Please present the material below as a Markdown table with the columns No. and Line, numbering each line and leaving out any blank lines.
**** Records for the exercise ****
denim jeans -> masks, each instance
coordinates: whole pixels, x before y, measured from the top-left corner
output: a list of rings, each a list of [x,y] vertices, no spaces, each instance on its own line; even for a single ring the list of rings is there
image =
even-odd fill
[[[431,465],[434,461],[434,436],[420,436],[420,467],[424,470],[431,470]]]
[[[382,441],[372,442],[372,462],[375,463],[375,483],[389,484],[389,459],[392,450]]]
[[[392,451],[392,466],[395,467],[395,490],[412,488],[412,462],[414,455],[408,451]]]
****
Written answer.
| No. | Line |
|---|---|
| 1 | denim jeans -> masks, each instance |
| 2 | coordinates: whole pixels, x before y, measured from the top-left corner |
| 3 | output: a list of rings, each a list of [x,y] vertices, no spaces, each instance on its own line; even for a single ring the list of rings is there |
| 4 | image = |
| 5 | even-odd fill |
| 6 | [[[431,465],[434,461],[434,436],[420,436],[420,467],[424,470],[431,470]]] |
| 7 | [[[382,441],[372,442],[372,462],[375,463],[375,483],[389,484],[389,459],[392,450]]] |
| 8 | [[[392,451],[392,466],[395,467],[395,490],[412,488],[412,462],[414,455],[408,451]]] |